DO THIS:
Can you write out all of the material below word for word, leaving out the pictures?

(Records from a data collection)
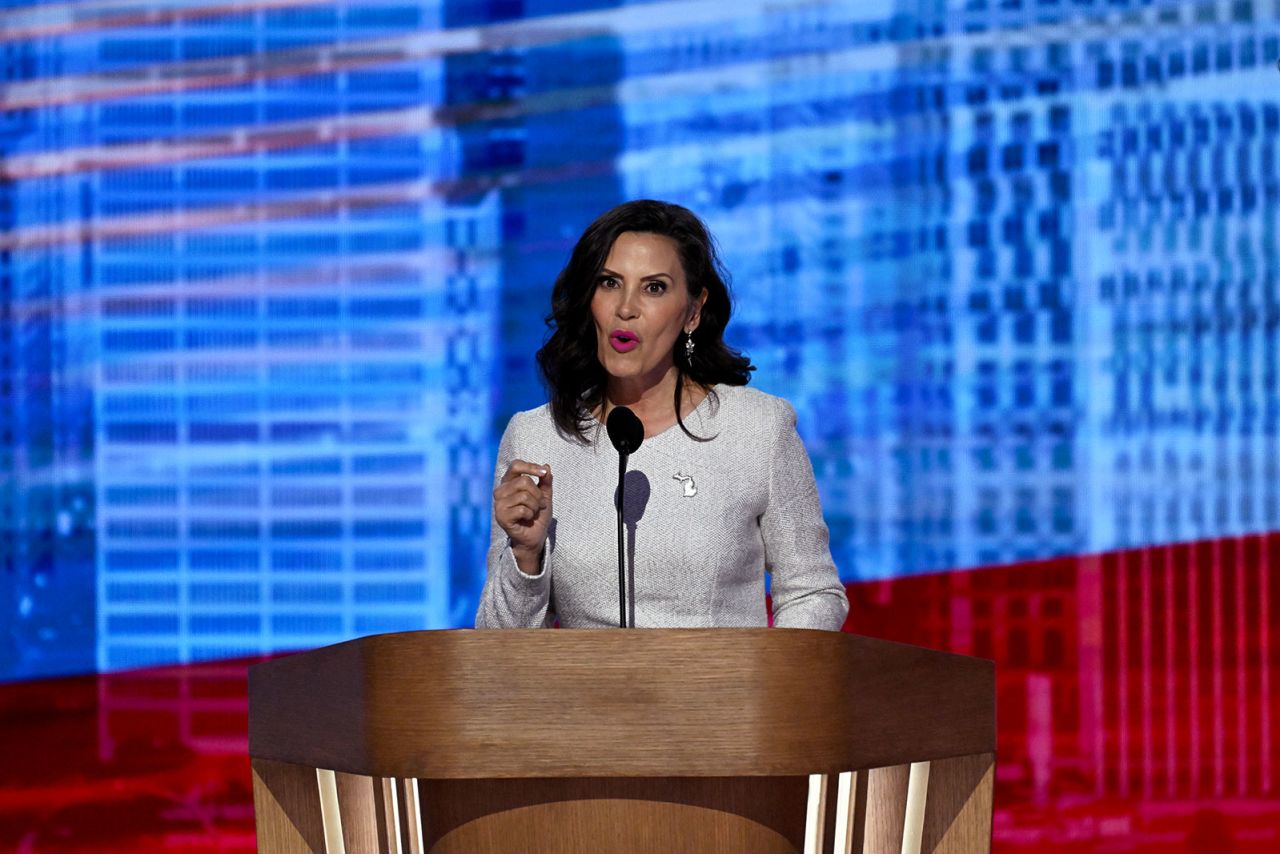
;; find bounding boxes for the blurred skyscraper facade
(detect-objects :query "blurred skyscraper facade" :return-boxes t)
[0,0,1280,679]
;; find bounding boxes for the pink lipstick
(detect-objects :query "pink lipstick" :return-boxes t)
[609,329,640,353]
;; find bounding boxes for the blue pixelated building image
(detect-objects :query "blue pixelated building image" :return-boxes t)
[0,0,1280,851]
[3,1,1280,677]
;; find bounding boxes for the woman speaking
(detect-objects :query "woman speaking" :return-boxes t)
[476,201,849,630]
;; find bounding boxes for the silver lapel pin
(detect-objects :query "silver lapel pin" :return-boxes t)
[671,471,698,498]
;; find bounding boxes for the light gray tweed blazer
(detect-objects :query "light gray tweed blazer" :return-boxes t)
[476,385,849,630]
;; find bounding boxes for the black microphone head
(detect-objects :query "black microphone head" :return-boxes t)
[604,406,644,453]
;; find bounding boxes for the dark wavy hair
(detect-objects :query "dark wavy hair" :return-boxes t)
[538,198,755,443]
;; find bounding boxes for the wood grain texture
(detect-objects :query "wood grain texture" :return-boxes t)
[250,759,325,854]
[250,629,995,780]
[419,777,809,850]
[334,771,388,854]
[855,764,911,854]
[920,753,996,854]
[431,799,799,854]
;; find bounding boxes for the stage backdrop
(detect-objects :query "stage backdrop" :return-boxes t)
[0,0,1280,846]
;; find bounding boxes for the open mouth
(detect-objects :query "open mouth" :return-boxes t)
[609,329,640,353]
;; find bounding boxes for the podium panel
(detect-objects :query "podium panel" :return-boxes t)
[250,629,995,854]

THE SOLUTION:
;; find bounding boxes for the blurred skyscraper facade
(detect-objects :query "blurred skyscraper facade" :return-boxes t)
[0,0,1280,679]
;; find bounding boxes for the pink lipstick
(detect-objects :query "pink lipstick" :return-boxes t)
[609,329,640,353]
;; find bounding boxes for the blue pixelated building image
(detect-objects :query "blue pixelated building image" :return-boxes t)
[0,0,1280,851]
[3,1,1280,677]
;; find bounding boxes for the woman speaking
(detect-objects :query "woman speaking" :return-boxes t)
[476,201,849,630]
;; find bounding boxes for the silver lapel pin
(detect-objects :query "silver lapel pin" :return-boxes t)
[671,471,698,498]
;; find bounding boxes for the light gray tweed blazer
(detect-objects :query "light gray tweed blazer" :return-boxes t)
[476,385,849,630]
;; find bounding boxes for the black microphone head
(detect-objects :query "black microphone head" :return-boxes t)
[604,406,644,453]
;; find bounding boxes for the dark wavy hair
(detect-objects :query "dark wavy hair" :return-boxes t)
[538,198,755,443]
;; find bounding boxes for the wood grain texture
(detect-objects :query "wood grain texture" :return-boxes t)
[250,759,325,854]
[250,629,995,780]
[419,777,809,850]
[334,771,388,854]
[855,764,911,854]
[920,753,996,854]
[431,799,799,854]
;; find bounding boxes for the stage backdrop
(detect-objects :query "stage backdrop" :return-boxes t)
[0,0,1280,846]
;; find bounding boxes for the open mouth
(detect-objects :query "open mouth" :return-boxes t)
[609,329,640,353]
;; find bounding boxes for the podium panel
(detect-objects :query "podium panel" :return-boxes t)
[250,629,995,854]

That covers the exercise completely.